### [TO DO]
Please substitute "open hand" for "raised hand" in everything from the line containing "request: draw the outline of every instance of the <item>raised" down to the line containing "target: <item>raised hand</item>" in the listing below, and give back only those lines with nothing else changed.

### [EXERCISE DATA]

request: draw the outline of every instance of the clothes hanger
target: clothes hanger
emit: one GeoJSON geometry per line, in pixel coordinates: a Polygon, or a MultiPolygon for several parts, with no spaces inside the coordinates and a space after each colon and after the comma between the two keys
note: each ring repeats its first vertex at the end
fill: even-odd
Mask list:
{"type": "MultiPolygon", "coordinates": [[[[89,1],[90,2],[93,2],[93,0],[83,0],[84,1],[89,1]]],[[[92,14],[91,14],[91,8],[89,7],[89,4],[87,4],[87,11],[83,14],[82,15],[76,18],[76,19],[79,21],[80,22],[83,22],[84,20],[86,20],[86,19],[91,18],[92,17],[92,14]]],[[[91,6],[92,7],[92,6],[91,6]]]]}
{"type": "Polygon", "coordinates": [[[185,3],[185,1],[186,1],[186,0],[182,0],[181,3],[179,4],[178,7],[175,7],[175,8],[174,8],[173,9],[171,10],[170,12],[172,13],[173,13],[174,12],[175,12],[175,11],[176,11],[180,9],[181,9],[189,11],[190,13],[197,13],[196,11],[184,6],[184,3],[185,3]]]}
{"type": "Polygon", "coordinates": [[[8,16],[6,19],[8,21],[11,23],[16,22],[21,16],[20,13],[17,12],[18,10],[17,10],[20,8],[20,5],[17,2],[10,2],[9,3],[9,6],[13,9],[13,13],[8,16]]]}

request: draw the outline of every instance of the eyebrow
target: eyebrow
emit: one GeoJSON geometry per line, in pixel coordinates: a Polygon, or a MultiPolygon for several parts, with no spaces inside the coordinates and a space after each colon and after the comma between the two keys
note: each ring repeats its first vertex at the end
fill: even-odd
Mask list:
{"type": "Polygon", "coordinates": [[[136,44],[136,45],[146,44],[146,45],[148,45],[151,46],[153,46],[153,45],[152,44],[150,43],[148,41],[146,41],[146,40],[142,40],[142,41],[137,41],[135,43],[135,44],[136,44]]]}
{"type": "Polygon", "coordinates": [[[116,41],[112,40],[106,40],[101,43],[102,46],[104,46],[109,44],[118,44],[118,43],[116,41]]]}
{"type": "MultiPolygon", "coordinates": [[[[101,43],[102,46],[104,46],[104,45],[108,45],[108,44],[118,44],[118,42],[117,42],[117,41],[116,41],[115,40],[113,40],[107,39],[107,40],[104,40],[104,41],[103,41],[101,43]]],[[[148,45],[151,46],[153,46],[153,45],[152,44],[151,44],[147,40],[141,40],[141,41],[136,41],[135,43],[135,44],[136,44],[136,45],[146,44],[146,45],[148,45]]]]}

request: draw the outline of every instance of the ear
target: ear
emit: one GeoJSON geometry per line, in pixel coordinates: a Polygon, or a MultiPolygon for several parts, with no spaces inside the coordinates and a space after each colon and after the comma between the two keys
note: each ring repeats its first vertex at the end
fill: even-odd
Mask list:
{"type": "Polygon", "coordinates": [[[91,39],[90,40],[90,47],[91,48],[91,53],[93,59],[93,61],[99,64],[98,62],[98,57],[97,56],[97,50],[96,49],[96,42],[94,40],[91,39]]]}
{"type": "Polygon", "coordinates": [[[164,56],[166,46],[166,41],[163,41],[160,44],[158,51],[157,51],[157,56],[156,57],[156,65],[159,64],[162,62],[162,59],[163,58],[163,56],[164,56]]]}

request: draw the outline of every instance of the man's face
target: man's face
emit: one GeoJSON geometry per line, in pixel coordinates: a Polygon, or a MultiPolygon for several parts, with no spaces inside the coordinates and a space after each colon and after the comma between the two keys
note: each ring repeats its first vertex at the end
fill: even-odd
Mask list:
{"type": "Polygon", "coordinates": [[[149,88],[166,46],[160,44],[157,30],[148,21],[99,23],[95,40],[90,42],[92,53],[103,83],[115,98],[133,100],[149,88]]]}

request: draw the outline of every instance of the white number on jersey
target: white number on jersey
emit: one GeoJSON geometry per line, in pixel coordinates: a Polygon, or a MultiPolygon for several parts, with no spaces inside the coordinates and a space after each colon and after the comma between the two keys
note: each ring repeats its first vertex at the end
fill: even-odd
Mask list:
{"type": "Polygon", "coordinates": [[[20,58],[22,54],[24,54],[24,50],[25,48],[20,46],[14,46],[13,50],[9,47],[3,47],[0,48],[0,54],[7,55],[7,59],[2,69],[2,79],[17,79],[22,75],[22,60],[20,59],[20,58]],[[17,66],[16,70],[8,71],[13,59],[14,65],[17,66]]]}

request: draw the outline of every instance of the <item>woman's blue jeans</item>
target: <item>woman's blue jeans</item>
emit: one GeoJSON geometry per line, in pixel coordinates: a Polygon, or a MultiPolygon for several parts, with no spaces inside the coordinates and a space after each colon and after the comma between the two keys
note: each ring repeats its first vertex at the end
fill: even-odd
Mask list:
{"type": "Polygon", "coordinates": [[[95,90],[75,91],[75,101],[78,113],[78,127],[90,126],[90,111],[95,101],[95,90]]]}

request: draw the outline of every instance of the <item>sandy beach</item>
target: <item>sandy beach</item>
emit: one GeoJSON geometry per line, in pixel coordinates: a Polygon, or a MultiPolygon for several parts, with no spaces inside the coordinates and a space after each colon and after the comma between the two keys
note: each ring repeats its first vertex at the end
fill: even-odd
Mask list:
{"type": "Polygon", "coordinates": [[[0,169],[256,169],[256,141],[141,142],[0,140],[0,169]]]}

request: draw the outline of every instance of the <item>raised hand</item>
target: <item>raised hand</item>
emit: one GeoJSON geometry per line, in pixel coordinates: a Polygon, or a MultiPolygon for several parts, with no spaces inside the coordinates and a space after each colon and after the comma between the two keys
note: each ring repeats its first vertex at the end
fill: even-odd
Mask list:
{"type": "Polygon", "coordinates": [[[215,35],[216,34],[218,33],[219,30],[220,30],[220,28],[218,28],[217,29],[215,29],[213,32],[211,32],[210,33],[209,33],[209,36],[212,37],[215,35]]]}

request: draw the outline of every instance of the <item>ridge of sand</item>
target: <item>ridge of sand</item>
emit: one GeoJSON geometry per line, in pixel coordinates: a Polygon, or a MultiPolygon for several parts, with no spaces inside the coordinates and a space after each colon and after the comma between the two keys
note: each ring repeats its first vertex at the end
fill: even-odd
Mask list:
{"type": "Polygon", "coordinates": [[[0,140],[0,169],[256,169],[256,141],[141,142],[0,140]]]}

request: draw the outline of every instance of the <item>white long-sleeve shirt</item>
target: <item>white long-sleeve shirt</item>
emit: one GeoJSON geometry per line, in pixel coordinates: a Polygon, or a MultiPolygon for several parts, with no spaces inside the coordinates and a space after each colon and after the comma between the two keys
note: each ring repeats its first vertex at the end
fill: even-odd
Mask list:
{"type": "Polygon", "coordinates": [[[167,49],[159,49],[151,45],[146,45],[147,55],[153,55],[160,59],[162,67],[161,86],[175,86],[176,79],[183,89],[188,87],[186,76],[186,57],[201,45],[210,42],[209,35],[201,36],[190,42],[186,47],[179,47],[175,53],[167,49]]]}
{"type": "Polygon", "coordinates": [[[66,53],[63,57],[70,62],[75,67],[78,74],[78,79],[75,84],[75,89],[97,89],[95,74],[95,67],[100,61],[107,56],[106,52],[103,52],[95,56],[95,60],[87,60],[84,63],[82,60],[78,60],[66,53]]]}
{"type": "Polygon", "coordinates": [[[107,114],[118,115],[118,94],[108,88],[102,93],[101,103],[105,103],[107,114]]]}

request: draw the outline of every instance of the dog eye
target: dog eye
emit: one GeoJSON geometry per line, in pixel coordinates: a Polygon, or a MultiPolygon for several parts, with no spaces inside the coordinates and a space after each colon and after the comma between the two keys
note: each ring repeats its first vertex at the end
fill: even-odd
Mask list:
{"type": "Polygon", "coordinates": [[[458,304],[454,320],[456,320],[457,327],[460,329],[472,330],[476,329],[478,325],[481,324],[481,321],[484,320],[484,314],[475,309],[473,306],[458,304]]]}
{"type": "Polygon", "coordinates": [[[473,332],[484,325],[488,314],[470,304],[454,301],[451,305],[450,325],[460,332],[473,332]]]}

### [TASK OUTPUT]
request: draw the outline of every instance of the <item>open hand</item>
target: <item>open hand</item>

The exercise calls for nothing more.